#### Quoted passage:
- - - -

The impact of Alternanthera brasiliana on vegetation and soil seed bank was assessed in Ile-Ife, Nigeria. Ten sample plots, 10 m x 10 m each, were established in invaded plant communities with high density of Alternanthera brasiliana and adjacent uninvaded plant communities where the weed species has low density. In each sample plot, twenty 1 m x 1 m quadrats were randomly laid and all rooted plant species were identified and counted. Post-dispersal soil seed bank was collected by randomly taking five core samples of top soil per sample plot to estimate the soil seed bank density and floristics of the sites. The species composition of soil seed bank was compared with that of the above-ground vegetation so as to assess the invader’s impact on the vegetation using Sorensen’s index of similarity. The results showed that Alternanthera brasiliana invasion significantly impacted on the species diversity (t = 5.27; df = 18; p = 0.0003) and evenness of species distribution (t = 4.50; df = 18; p = 0.00005) in the aboveground vegetation, and the species diversity (t = 5.37; df = 18; p = 0.00004) and evenness of species distribution (t = 6.19; df = 18; p < 0.0001) in the soil seed bank. This study concluded that Alternanthera brasiliana has significantly caused alterations in key parameters of the aboveground vegetation and those of the soil seed bank. It is likely that with increasing resident time, these alterations might increase more significantly to enhance the spread of Alternanthera brasiliana.

- - - -

#### Task A:
According to the summary, how many sample plots were set up, and what size was each?
The summary and the records do not depend on each other.

#### Object location annotation data:

- - - -

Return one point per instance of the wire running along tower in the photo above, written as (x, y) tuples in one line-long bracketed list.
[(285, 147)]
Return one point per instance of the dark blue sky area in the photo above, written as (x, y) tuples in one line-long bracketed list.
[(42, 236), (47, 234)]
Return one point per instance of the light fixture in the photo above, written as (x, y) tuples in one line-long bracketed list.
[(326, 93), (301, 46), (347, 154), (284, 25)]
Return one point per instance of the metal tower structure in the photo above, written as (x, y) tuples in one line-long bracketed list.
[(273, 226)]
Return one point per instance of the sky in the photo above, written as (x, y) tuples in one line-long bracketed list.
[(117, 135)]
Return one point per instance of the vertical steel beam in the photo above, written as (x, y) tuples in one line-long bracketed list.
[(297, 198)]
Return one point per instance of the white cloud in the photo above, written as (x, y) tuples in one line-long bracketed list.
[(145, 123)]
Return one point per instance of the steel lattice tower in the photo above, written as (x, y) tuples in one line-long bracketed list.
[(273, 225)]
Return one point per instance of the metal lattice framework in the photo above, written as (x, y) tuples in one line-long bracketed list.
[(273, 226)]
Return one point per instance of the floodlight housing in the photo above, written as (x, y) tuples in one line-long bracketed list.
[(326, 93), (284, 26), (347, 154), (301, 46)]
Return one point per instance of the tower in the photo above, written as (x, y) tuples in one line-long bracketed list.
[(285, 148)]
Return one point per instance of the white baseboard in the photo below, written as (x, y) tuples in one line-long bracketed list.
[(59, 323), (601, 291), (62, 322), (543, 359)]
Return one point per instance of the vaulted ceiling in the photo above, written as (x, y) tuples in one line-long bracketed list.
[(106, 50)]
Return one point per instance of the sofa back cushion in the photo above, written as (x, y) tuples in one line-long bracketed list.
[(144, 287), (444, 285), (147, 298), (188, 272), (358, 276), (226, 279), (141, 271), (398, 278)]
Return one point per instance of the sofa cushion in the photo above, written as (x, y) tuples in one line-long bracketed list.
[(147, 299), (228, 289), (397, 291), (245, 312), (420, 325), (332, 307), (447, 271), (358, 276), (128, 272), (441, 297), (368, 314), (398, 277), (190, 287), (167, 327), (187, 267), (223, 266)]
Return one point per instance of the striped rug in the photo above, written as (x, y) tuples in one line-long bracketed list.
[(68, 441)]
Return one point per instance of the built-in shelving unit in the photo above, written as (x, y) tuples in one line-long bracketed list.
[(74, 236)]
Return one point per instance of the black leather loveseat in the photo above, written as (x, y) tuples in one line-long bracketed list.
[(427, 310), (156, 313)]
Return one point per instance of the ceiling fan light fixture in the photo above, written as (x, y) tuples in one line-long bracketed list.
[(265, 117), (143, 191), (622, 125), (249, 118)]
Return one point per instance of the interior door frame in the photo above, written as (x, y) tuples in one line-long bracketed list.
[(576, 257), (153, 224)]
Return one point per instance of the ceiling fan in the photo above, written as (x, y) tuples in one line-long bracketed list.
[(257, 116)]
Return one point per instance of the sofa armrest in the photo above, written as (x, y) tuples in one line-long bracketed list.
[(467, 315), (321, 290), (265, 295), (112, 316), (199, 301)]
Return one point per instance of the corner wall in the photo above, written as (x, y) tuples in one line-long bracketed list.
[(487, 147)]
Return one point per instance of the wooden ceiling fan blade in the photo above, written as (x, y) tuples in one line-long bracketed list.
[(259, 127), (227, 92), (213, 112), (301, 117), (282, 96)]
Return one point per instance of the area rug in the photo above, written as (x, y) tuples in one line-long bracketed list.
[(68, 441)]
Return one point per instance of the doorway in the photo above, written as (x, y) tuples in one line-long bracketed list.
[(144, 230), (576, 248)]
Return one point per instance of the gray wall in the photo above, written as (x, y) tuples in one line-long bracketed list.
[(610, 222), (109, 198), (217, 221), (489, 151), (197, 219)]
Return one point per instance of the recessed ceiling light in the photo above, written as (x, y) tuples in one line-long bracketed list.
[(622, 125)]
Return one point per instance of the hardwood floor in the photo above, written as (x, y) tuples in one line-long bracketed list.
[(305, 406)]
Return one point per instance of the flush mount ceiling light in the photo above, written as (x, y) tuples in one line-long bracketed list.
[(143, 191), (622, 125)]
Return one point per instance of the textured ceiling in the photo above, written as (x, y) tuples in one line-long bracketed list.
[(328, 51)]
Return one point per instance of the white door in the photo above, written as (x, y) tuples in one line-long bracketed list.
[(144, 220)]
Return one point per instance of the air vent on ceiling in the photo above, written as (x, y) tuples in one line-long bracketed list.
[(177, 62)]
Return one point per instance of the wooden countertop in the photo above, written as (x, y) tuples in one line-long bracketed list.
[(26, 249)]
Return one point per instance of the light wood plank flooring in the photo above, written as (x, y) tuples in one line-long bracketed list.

- - - -

#### Task B:
Rewrite the records as a Markdown table with the columns Number and Record line. Include every line from the start of the records through the line that contains "[(297, 198)]", and omit blank lines.

#### Full solution A:
Ten sample plots, each 10 m x 10 m.

#### Full solution B:
| Number | Record line |
|---|---|
| 1 | Return one point per instance of the wire running along tower in the photo above, written as (x, y) tuples in one line-long bracketed list. |
| 2 | [(285, 147)] |
| 3 | Return one point per instance of the dark blue sky area in the photo above, written as (x, y) tuples in one line-long bracketed list. |
| 4 | [(42, 236), (47, 234)] |
| 5 | Return one point per instance of the light fixture in the photo above, written as (x, y) tuples in one line-long bracketed list. |
| 6 | [(326, 93), (301, 46), (347, 154), (284, 25)] |
| 7 | Return one point per instance of the metal tower structure in the photo above, written as (x, y) tuples in one line-long bracketed list. |
| 8 | [(273, 226)] |
| 9 | Return one point per instance of the sky in the photo above, written as (x, y) tuples in one line-long bracketed list. |
| 10 | [(117, 135)] |
| 11 | Return one point per instance of the vertical steel beam in the photo above, written as (x, y) tuples in one line-long bracketed list. |
| 12 | [(297, 198)] |